Print every record exactly, omitting all pictures.

:::::

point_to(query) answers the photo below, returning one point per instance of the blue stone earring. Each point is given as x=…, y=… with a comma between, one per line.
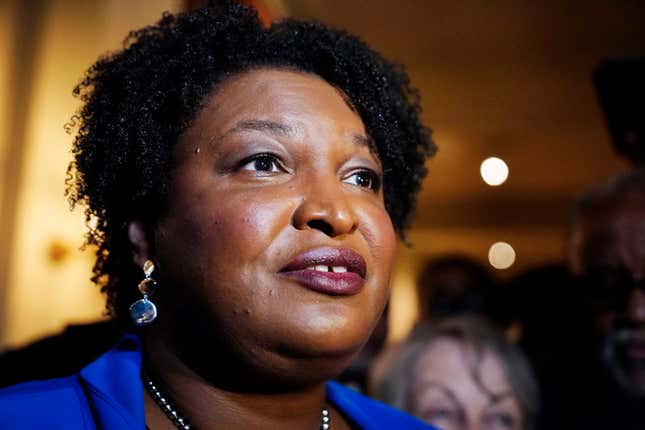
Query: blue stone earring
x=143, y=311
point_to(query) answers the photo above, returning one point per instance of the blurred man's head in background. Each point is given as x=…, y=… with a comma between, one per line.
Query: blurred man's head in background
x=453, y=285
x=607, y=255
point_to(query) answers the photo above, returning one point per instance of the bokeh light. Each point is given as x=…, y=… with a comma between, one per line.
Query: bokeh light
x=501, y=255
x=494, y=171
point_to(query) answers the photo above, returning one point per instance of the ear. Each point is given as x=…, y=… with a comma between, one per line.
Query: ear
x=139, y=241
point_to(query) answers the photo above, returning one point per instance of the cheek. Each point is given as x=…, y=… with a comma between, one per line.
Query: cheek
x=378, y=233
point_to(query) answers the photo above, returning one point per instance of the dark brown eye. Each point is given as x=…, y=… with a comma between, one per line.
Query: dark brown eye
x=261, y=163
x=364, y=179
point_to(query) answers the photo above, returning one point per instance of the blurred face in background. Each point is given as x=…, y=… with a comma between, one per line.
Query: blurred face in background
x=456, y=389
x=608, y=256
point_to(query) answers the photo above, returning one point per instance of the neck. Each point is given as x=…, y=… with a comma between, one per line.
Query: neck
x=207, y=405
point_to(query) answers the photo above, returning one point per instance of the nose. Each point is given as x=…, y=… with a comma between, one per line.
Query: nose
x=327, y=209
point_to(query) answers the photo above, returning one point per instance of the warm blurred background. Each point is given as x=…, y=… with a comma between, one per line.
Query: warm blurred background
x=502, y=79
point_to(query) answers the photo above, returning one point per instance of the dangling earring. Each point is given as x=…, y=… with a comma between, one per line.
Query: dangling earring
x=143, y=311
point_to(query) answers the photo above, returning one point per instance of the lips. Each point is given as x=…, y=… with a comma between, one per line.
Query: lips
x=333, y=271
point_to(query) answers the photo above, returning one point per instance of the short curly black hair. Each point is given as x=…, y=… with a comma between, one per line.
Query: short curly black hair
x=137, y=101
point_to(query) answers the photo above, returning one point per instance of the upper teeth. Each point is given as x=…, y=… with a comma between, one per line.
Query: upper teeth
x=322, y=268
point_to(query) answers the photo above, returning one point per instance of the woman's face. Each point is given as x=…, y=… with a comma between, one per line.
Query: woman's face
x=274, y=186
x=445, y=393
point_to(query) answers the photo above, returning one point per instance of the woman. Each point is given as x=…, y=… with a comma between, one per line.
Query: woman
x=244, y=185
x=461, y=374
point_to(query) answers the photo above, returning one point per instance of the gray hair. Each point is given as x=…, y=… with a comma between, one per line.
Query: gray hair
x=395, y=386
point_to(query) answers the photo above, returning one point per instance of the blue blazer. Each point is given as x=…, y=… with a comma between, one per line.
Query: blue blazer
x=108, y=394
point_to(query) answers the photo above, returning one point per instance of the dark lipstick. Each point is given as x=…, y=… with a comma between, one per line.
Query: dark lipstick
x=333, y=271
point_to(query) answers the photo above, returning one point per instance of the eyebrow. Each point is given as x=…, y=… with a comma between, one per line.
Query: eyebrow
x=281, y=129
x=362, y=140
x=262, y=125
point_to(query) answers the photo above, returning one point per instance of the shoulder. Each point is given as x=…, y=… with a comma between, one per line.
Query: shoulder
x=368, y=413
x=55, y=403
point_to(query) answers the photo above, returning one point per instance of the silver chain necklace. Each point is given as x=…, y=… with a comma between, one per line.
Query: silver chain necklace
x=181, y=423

:::::

▸ **TASK ANSWER**:
point_to(query) answers the photo below, returning one point per instance of the blue stone earring. Each point is given as x=…, y=… with a comma between, one per line.
Query: blue stone earring
x=143, y=311
point_to(query) answers the photo above, returning one point per instance of the blurred man's head in background. Each point is given as x=…, y=… with a comma between, one per line.
Query: blurred man's head in background
x=453, y=285
x=607, y=255
point_to(query) answers the photo above, returning one point per instance of the bokeh light. Each point is given as x=…, y=… with a comma between, one per line.
Query: bokeh light
x=501, y=255
x=494, y=171
point_to(query) answers the photo above, returning one point per instance of the ear. Each point is given as x=…, y=… with a comma between, one per line.
Query: ear
x=139, y=241
point_to(query) answers the photo above, returning one point per instance of the cheek. Each point is given as x=…, y=… with a comma between, one per line.
Query: cheek
x=378, y=233
point_to(query) answers the photo above, returning one point per instance of the dark brown eye. Each point is given as x=…, y=… with a comma between, one per line.
Query: dark brown eye
x=261, y=163
x=364, y=179
point_to(query) answers the photo above, returning one point per instance of the blurred face in background. Each point is given as x=…, y=… with a comma between, one per line.
Query: blurred face in background
x=456, y=389
x=608, y=256
point_to(query) answers the photo above, returning one point per instance of the neck. Each point is given as x=…, y=… with a comma between, one per line.
Query: neck
x=207, y=405
point_to(query) answers the photo above, returning one point per instance of the nose. Each point is given as x=…, y=… with a comma between, one per line.
Query: nose
x=327, y=209
point_to(query) answers the photo above, returning one point per instance of the warm blurred background. Each point is given as x=…, y=… with a comma between, one per line.
Query: warm blurred background
x=502, y=79
point_to(query) answers the photo above, returning one point per instance of the dangling earring. Each point is given as x=…, y=… with a comma between, one per line.
Query: dangling earring
x=143, y=311
point_to(query) answers the photo above, returning one point per instance of the lips. Each point is given as x=…, y=… with a comma between, one per line.
Query: lips
x=333, y=271
point_to(query) answers the photo above, returning one point per instance of the short curly black hair. Each point is given as x=…, y=… with a comma between, one per line.
Query: short curly black hair
x=137, y=101
point_to(query) answers the photo above, returning one point per instance of the upper teeth. Each point is given as x=…, y=… with a comma between, one per line.
Query: upper teeth
x=322, y=268
point_to(query) answers the photo above, returning one point per instance of the woman's face. Each point is given as x=…, y=… with a comma between, one per line.
Query: woman's face
x=274, y=186
x=445, y=393
point_to(query) answers the photo above, returning one point per instance of the woman. Each point is given as x=…, y=… with a comma between, one per line.
Query: woman
x=244, y=185
x=461, y=374
point_to(query) answers the photo above, returning one point per instance of the gray hair. Each point is given as x=…, y=… with a comma between, one per line.
Query: gray hair
x=395, y=386
point_to(query) answers the photo above, returning one point per instance of the blue blazer. Each point is given as x=…, y=… with a comma between, one per line.
Query: blue blazer
x=108, y=394
point_to(query) answers the photo above, returning one point per instance of the dark lipstick. Each point is given as x=…, y=… with a comma between, one per line.
Query: dark lipstick
x=333, y=271
point_to(query) answers the photo above, returning one point per instance of the eyebrow. Each point is given as x=…, y=… with a comma between, one per line.
Query: eyebrow
x=281, y=129
x=362, y=140
x=262, y=125
point_to(query) answers the photo above, returning one point per instance of the shoulder. Each point is given as x=…, y=… with a comma between, one per line.
Query: shoulder
x=368, y=413
x=55, y=403
point_to(query) answers the photo above, returning one point per instance of the silver chain necklace. Each point is given as x=…, y=… with a comma between, one per line.
Query: silver chain necklace
x=181, y=423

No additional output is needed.